### Fragmento de página
>>>

El aroma de nuestro amor

¿De qué armas disponemos para llegar a respetar la libertad del otro o para tener la nuestra?

Contra todos los ataques exteriores, el arma más poderosa es el "Gracias Señor, sé que de todas las cosas Tú sacas el bien para los que amas".

Tanto el que está expuesto a una presión exterior como el que trata de ejercerla, puede cambiar, y no sólo ellos sino hasta su situación, a través del don de la alabanza, y de reconocer al otro como el bien amado de Dios,

Su tabernáculo, por quien Jesús ha muerto en la cruz gustosamente. Tenemos también el arma de nuestro amor, a la vez amor humano y espiritual, enriquecido con sus di­mensiones de perdón y del deseo de la felicidad del otro.

Pero nuestra mayor fuerza de libertad está en la realidad y el poder de nuestra relación con Dios. Es su amor infinito el que cura nuestras heridas, derriba nuestros muros interiores, nos libera de nuestros miedos y especialmente del miedo a no agradar y no ser amado.

<<<

### Enunciado
Reproduce literalmente el pasaje del texto sobre el amor y la libertad que va desde las palabras "Tanto el que" hasta las palabras "felicidad del otro.", estas incluidas.

### Registros proporcionados
>>>

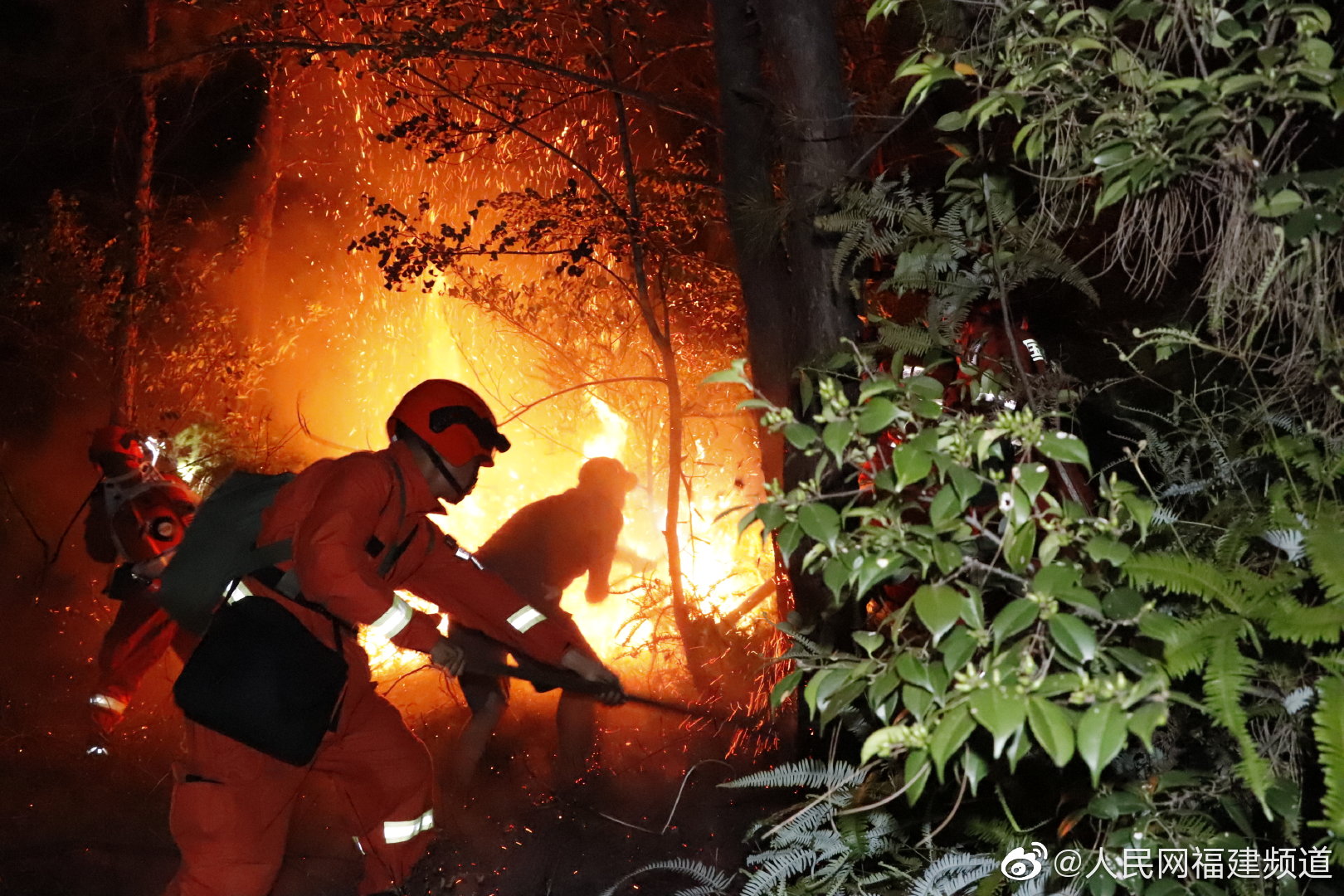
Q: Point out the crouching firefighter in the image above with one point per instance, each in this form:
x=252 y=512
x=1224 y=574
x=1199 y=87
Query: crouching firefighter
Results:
x=136 y=519
x=343 y=533
x=541 y=551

<<<

### Solución detallada
Tanto el que está expuesto a una presión exterior como el que trata de ejercerla, puede cambiar, y no sólo ellos sino hasta su situación, a través del don de la alabanza, y de reconocer al otro como el bien amado de Dios,

Su tabernáculo, por quien Jesús ha muerto en la cruz gustosamente. Tenemos también el arma de nuestro amor, a la vez amor humano y espiritual, enriquecido con sus di­mensiones de perdón y del deseo de la felicidad del otro.